Given text
Title II, part of the Communications Act of 1934, gives the FCC authority to regulate telecommunications providers as utilities or common carriers. Activities related to this now involve a push by President Obama and Chairman Wheeler to get the FCC to reclassify broadband as a telecommunications service.

Naturally, the net neutrality discussion continues to drive heated debate about how potential approaches like Title II reclassification could impact the future of broadband network investment and address continued viability of over-the-top business models from companies like Netflix.

Not surprisingly, Verizon and some of the other big ISPs, as well as many of their equipment suppliers, have come out strongly against the Title II approach to net neutrality. Facilities-based service providers say such reclassification of broadband could prevent future investment in broadband (although Verizon earlier said net neutrality wouldn’t impact its broadband investments, but it recently backpedaled on that), lead to extra costs for them, prompt regulation of their interconnection deals, and lay down a slippery slope that could mean more broadband and Internet regulation in general.

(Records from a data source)

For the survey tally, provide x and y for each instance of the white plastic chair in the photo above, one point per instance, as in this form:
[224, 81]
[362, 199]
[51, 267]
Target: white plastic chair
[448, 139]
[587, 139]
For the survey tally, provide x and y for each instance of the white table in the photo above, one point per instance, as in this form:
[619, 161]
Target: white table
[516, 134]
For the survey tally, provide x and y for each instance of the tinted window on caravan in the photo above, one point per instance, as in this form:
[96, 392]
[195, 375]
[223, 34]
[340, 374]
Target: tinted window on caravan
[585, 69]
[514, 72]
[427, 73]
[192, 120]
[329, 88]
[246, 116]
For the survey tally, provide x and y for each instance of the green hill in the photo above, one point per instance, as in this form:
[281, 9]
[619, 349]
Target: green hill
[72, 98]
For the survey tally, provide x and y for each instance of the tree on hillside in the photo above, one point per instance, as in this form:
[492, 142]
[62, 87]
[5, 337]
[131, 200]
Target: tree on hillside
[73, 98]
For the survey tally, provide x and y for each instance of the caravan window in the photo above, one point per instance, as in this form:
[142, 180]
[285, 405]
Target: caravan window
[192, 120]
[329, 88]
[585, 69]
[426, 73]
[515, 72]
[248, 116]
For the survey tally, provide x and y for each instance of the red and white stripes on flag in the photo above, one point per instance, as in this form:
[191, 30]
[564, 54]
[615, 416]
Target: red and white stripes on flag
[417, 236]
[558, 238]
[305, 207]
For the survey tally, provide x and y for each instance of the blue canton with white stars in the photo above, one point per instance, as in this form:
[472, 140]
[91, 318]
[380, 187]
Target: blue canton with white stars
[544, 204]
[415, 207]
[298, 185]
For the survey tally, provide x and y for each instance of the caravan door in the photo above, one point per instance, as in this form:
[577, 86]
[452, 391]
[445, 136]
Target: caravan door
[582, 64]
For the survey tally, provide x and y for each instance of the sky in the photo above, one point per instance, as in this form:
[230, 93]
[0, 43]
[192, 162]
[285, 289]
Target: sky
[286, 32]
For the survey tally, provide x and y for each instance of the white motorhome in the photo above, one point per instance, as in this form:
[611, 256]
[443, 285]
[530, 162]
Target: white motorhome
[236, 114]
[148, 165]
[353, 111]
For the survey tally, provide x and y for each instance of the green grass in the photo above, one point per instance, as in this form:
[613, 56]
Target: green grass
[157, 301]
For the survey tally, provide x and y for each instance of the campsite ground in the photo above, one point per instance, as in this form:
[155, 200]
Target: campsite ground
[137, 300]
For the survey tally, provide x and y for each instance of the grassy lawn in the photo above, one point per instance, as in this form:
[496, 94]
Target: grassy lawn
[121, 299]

About this exercise
Reproduce the full text on Title II reclassification of broadband word for word.

Exercise response
Title II, part of the Communications Act of 1934, gives the FCC authority to regulate telecommunications providers as utilities or common carriers. Activities related to this now involve a push by President Obama and Chairman Wheeler to get the FCC to reclassify broadband as a telecommunications service.

Naturally, the net neutrality discussion continues to drive heated debate about how potential approaches like Title II reclassification could impact the future of broadband network investment and address continued viability of over-the-top business models from companies like Netflix.

Not surprisingly, Verizon and some of the other big ISPs, as well as many of their equipment suppliers, have come out strongly against the Title II approach to net neutrality. Facilities-based service providers say such reclassification of broadband could prevent future investment in broadband (although Verizon earlier said net neutrality wouldn’t impact its broadband investments, but it recently backpedaled on that), lead to extra costs for them, prompt regulation of their interconnection deals, and lay down a slippery slope that could mean more broadband and Internet regulation in general.